Per favore, trascrivi parola per parola il passo del testo sulla maternità che inizia con "Io, semplicemente, sono" e finisce con "ma non credo.".

▶ _TESTO DA LEGGERE_:
....

Io, semplicemente, sono una che non lo farebbe “così tanto”… ma forse un po’ di più sì.

È anche vero che ci sono narrazioni con cui fatico a empatizzare, nonostante la condizione comune della maternità sia un fattore di avvicinamento. Per esempio, non ho voglia di leggere nessun libro sulle avventure di mamme pasticcione che nella loro consolante imperfezione cronica dovrebbero farci sentire meno inadeguate e più sprint. Così come fatico a identificarmi nelle foto con le mamme ricoperte di veli d’organza che stringono neonati al cuore, accompagnati da un immancabile “6 l’amore della nostra vita, kucciolo”. O con la maggior parte delle caption “da blogger” che vedo su Instagram.

Se non apprezzo tutto questo sono dunque uguale a quelli che dichiarano apertamente di odiare i bambini, anche se ne ho uno? Non lo so, ma non credo.
Perché sono sinceramente felice di imbattermi negli aneddoti di tante persone che seguo volentieri e che condividono anche molto spesso le gesta dei loro infanti, foto comprese. Di sicuro, crescendo, ho anche imparato ad analizzare meglio le classiche situazioni in cui ti viene da stramaledire i bambini perché “disturbano” o non si adattano a uno specifico contesto come piccoli Lord. Chiaro, non sono Santa Rita… se un bambino mi prende a pedate per quindici minuti su un autobus senza che nessuno gli impedisca di malmenarmi tendo a indispettirmi, ma spesso mi accorgo che le madri e i racconti delle madri vengono quasi sempre recepiti con un velo di compatimento. Con un “rieccola qua, a menarcela coi figli”. E non mi soffermo sulla deriva di scherno che accompagna le famigerate “pancine” (nelle loro accezioni più o meno immaginarie o strumentali), perché lì si spalanca un abisso che ha come risultato finale “mamma = povera imbecille dell’alto medioevo”.


Nessuna mamma, forse, ha idea di come regolarsi quando comunica la sua esperienza, nel nostro specifico presente. In fin dei conti, non abbiamo punti di riferimento pregressi. Le nostre mamme non avevano questo problema, se così poi possiamo chiamarlo. Al massimo dovevano preoccuparsi della vicina di casa impicciona o dei parenti che dovevano per forza ficcare il naso nelle loro scelte educative. Non si mettevano a fare, a livello analogico, quello che facciamo noi con le storie e le immagini dei nostri bambini sui social (se abbiamo dei profili pubblici, ovviamente). Cioè, se ci pensiamo, è come se ci mettessimo in mezzo alla strada a distribuire fotografie della nostra prole (con tanto di didascalia) ai passanti. È un paragone scemo, perché i comportamenti si evolvono con i contesti e la normalità di quello che succede è misurata sulle abitudini che sviluppiamo (e che gravitano su un concetto di “accettabilità” che muta con le norme condivise in un certo periodo). Però ci penso, ogni tanto, a mia madre che si mette nel parcheggio della Società Canottieri Vittorino da Feltre a fare volantinaggio con le mie foto di Natale.

....

▶ _RIGHE DI DATI_:
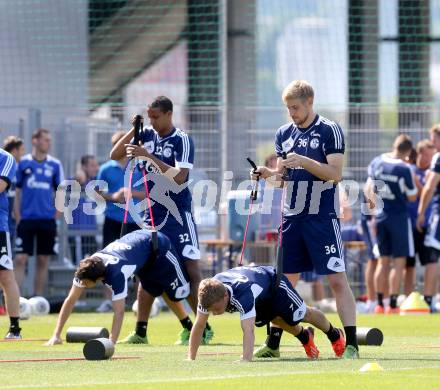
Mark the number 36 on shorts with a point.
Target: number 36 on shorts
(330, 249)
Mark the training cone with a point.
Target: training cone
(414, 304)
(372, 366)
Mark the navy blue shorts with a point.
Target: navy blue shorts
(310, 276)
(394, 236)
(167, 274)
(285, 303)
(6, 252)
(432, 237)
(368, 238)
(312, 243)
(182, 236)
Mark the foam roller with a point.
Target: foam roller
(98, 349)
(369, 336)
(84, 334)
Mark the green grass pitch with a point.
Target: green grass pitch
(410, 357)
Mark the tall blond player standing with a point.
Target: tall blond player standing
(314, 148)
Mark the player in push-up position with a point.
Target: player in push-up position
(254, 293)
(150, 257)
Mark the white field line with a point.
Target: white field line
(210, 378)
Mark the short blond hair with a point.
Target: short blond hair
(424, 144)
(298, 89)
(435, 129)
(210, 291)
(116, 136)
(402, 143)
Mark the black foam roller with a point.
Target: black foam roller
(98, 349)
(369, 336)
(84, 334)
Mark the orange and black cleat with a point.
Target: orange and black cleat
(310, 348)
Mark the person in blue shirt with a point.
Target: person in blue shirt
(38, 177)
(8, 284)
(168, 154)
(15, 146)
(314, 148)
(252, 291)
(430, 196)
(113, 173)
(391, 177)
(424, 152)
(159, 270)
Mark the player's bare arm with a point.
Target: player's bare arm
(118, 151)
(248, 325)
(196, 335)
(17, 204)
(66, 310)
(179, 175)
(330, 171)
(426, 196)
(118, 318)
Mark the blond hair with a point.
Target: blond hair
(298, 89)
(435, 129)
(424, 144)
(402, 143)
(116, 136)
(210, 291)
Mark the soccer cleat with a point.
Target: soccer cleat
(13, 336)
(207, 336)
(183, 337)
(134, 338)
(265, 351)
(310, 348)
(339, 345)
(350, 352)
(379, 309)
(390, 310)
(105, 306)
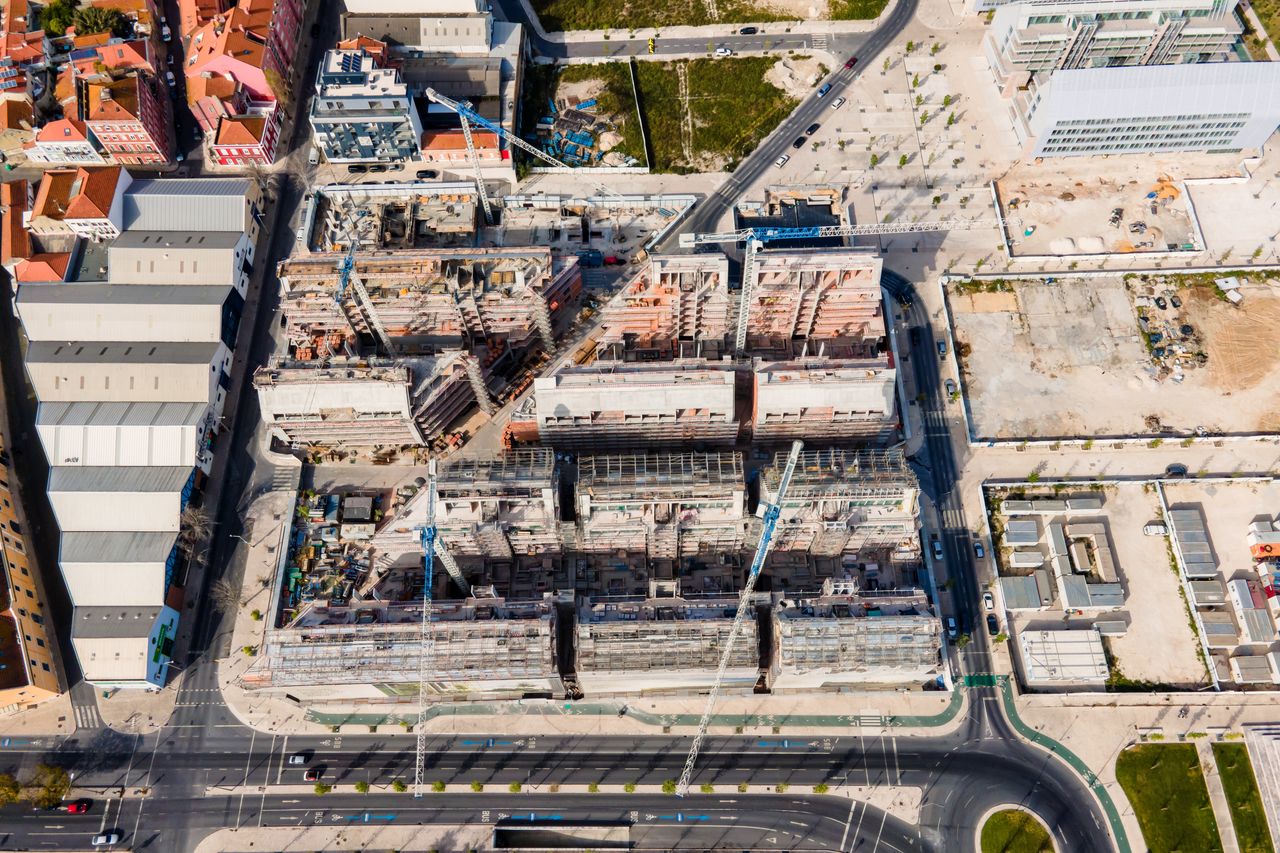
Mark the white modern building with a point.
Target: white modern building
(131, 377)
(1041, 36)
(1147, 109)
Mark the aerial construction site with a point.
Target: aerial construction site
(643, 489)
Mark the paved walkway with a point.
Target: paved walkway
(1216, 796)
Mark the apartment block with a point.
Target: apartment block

....

▶ _RISULTATO DEL COMPITO_:
Io, semplicemente, sono una che non lo farebbe “così tanto”… ma forse un po’ di più sì.

È anche vero che ci sono narrazioni con cui fatico a empatizzare, nonostante la condizione comune della maternità sia un fattore di avvicinamento. Per esempio, non ho voglia di leggere nessun libro sulle avventure di mamme pasticcione che nella loro consolante imperfezione cronica dovrebbero farci sentire meno inadeguate e più sprint. Così come fatico a identificarmi nelle foto con le mamme ricoperte di veli d’organza che stringono neonati al cuore, accompagnati da un immancabile “6 l’amore della nostra vita, kucciolo”. O con la maggior parte delle caption “da blogger” che vedo su Instagram.

Se non apprezzo tutto questo sono dunque uguale a quelli che dichiarano apertamente di odiare i bambini, anche se ne ho uno? Non lo so, ma non credo.